Pointing dataset records

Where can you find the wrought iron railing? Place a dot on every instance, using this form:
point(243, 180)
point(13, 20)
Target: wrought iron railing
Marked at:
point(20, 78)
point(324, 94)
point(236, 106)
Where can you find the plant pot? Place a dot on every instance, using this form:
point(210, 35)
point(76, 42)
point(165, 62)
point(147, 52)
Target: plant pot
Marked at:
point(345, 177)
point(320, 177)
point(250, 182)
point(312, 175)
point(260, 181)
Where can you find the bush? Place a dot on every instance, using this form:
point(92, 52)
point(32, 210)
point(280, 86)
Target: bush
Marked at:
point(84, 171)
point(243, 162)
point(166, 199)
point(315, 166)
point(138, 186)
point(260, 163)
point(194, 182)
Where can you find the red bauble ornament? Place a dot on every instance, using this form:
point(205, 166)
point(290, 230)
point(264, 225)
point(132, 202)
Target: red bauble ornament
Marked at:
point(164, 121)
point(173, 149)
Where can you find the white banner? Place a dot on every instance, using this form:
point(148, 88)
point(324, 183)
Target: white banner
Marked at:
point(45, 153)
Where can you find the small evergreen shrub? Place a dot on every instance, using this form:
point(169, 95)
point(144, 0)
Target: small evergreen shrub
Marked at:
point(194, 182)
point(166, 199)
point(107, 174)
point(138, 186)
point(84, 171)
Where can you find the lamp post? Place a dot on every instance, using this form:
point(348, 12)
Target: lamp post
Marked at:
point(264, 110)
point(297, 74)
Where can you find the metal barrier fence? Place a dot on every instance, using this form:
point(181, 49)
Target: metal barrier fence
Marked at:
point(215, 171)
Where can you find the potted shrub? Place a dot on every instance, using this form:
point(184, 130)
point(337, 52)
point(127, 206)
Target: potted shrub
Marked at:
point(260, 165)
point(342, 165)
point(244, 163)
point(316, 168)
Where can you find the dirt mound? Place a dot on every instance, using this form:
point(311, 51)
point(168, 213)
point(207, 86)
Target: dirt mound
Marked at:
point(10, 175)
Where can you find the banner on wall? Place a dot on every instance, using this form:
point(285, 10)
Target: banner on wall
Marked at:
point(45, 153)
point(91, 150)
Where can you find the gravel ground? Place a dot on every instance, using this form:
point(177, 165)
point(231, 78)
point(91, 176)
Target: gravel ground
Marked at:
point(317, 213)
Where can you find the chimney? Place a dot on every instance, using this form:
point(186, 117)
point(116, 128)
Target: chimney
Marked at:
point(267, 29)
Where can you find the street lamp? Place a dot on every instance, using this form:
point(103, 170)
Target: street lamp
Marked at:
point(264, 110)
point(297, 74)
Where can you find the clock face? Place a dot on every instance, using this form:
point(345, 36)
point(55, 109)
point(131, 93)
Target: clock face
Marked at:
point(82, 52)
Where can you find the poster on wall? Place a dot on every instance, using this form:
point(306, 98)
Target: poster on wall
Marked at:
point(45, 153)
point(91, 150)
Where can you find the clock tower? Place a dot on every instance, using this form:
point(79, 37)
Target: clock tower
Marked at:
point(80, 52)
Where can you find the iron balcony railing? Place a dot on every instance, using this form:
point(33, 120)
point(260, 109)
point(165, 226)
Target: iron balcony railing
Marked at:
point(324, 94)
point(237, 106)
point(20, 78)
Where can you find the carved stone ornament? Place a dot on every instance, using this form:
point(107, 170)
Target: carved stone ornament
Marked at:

### Description of the task
Write all of the records out again exactly.

### Task answer
Where can you find the wrought iron railing? Place a dot on every instance, using this form:
point(243, 180)
point(13, 20)
Target: wrought iron railing
Marked at:
point(20, 78)
point(324, 94)
point(236, 106)
Where can you find the plant pot? Place a dot on every instance, using this form:
point(210, 35)
point(76, 42)
point(165, 62)
point(147, 52)
Target: plant pot
Marked at:
point(345, 177)
point(320, 177)
point(250, 182)
point(312, 175)
point(260, 181)
Where can you find the bush? Place a dot on every instance, using this form:
point(92, 52)
point(32, 210)
point(280, 86)
Target: bush
Marked at:
point(84, 171)
point(243, 162)
point(166, 199)
point(315, 166)
point(138, 186)
point(260, 163)
point(194, 182)
Where can you find the red bauble ornament? Place a dot on every instance, using this form:
point(205, 166)
point(290, 230)
point(264, 225)
point(132, 202)
Target: red bauble ornament
Marked at:
point(164, 121)
point(173, 149)
Where can you find the white banner? Place a dot on every instance, using this form:
point(148, 88)
point(324, 183)
Target: white banner
Marked at:
point(45, 153)
Where can you find the small evergreen shrub? Place a dot on every instance, using this form:
point(169, 95)
point(144, 0)
Target: small evergreen shrub
Marked at:
point(194, 182)
point(166, 199)
point(107, 174)
point(138, 186)
point(84, 171)
Where can you find the lamp post? Place a dot on every instance, using this form:
point(348, 12)
Target: lamp post
Marked at:
point(264, 110)
point(297, 74)
Where can you find the metal barrier fence? Place a dot on every instance, using this form:
point(181, 49)
Target: metal barrier fence
Marked at:
point(215, 171)
Where can you find the potted shrub? Place a dot on every instance, using this form:
point(184, 130)
point(337, 52)
point(127, 206)
Target: potted shrub
Marked at:
point(260, 165)
point(342, 165)
point(244, 163)
point(316, 168)
Where can you find the dirt mound? Place a dot on every instance, using this form:
point(311, 51)
point(168, 213)
point(207, 86)
Target: dirt mound
Marked at:
point(10, 175)
Where can you find the banner on wall? Place a dot on every instance, using this form:
point(285, 10)
Target: banner on wall
Marked at:
point(45, 153)
point(91, 150)
Where can you find the gravel ground? Place a dot on every instance, using this form:
point(177, 165)
point(231, 78)
point(91, 176)
Target: gravel ground
Marked at:
point(317, 213)
Where can you find the chimney? Place a dot on every instance, using this form:
point(186, 117)
point(116, 128)
Target: chimney
Marked at:
point(267, 29)
Where can you find the street lamp? Place a dot on every instance, using this form:
point(103, 170)
Target: street lamp
Marked at:
point(264, 110)
point(297, 74)
Where can you find the clock face? Place a dot on every instance, using this form:
point(345, 36)
point(55, 109)
point(131, 93)
Target: clock face
Marked at:
point(82, 52)
Where can you find the poster on wall? Place a dot on every instance, using this form:
point(306, 98)
Target: poster on wall
Marked at:
point(45, 153)
point(91, 150)
Where can you find the clock tower? Place a dot on every instance, using this form:
point(79, 37)
Target: clock tower
Marked at:
point(80, 52)
Where can you find the iron balcony railing? Place a dot on every instance, using this form:
point(33, 120)
point(260, 109)
point(165, 226)
Target: iron balcony railing
Marked at:
point(324, 94)
point(237, 106)
point(20, 78)
Where can you find the carved stone ornament? Place a dot on every instance, using this form:
point(107, 170)
Target: carved stone ornament
Marked at:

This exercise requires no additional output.